» Stated exercise
Starting at the line with "Target: market stall sign" and running through the last line of the rows, copy those lines again, substituting "place a point" for "drop a dot" and leaving everything else unchanged.

** Start Data extract **

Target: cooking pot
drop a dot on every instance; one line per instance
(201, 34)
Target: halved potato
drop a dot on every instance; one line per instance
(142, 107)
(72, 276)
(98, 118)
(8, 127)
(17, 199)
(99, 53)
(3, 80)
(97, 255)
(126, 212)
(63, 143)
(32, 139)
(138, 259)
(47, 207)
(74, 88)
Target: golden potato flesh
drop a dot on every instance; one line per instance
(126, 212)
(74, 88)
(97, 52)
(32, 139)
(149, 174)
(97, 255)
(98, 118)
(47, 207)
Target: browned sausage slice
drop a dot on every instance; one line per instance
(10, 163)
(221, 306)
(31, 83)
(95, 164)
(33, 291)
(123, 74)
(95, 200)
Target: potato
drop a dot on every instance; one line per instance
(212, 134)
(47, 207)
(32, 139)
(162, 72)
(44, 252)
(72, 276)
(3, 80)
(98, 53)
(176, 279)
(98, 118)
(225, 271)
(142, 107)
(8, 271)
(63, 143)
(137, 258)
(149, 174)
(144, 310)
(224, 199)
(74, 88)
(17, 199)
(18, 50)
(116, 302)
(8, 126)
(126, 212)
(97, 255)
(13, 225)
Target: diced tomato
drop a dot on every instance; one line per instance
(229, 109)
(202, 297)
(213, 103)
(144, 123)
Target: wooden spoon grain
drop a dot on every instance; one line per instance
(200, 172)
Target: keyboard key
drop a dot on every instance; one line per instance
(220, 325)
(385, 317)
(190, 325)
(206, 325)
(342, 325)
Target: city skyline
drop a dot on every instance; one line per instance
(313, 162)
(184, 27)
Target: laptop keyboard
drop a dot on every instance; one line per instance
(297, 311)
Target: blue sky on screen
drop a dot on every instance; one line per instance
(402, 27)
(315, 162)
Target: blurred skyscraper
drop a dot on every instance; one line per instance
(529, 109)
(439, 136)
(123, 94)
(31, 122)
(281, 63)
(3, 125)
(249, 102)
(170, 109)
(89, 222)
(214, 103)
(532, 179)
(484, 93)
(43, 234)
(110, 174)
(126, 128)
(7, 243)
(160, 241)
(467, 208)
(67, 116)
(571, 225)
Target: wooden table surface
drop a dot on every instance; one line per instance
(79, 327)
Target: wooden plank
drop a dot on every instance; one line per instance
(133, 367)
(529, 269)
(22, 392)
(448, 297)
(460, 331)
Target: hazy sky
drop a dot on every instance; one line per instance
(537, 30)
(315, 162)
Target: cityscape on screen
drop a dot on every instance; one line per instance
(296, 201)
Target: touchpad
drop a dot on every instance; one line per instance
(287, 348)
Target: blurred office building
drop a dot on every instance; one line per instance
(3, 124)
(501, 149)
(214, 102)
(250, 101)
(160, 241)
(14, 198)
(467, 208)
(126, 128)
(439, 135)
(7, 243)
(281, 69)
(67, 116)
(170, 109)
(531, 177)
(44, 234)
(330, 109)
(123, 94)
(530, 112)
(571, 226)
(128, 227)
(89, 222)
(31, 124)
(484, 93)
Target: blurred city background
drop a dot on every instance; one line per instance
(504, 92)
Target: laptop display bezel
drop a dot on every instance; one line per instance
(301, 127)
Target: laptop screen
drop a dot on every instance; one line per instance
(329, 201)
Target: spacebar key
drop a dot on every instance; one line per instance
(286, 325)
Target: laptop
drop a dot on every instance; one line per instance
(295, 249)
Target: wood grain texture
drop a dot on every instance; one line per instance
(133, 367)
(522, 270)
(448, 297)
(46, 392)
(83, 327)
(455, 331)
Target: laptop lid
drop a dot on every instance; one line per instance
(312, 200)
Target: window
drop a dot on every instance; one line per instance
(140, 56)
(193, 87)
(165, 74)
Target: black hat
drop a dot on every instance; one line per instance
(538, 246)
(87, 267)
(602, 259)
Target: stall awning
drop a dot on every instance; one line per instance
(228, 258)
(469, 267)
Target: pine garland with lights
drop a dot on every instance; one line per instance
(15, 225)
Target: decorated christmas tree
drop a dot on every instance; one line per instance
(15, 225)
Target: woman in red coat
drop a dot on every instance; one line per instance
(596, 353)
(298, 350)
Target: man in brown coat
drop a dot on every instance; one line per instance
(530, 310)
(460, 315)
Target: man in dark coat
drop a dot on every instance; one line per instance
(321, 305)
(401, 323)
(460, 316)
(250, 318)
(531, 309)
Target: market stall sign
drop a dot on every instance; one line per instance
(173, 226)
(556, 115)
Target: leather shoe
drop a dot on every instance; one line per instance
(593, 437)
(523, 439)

** End Data extract **

» Complete response
Target: market stall sign
place a point on every instance; one line per instance
(173, 226)
(556, 115)
Target: leather shoe
place a point on every instance; one line per instance
(593, 437)
(523, 439)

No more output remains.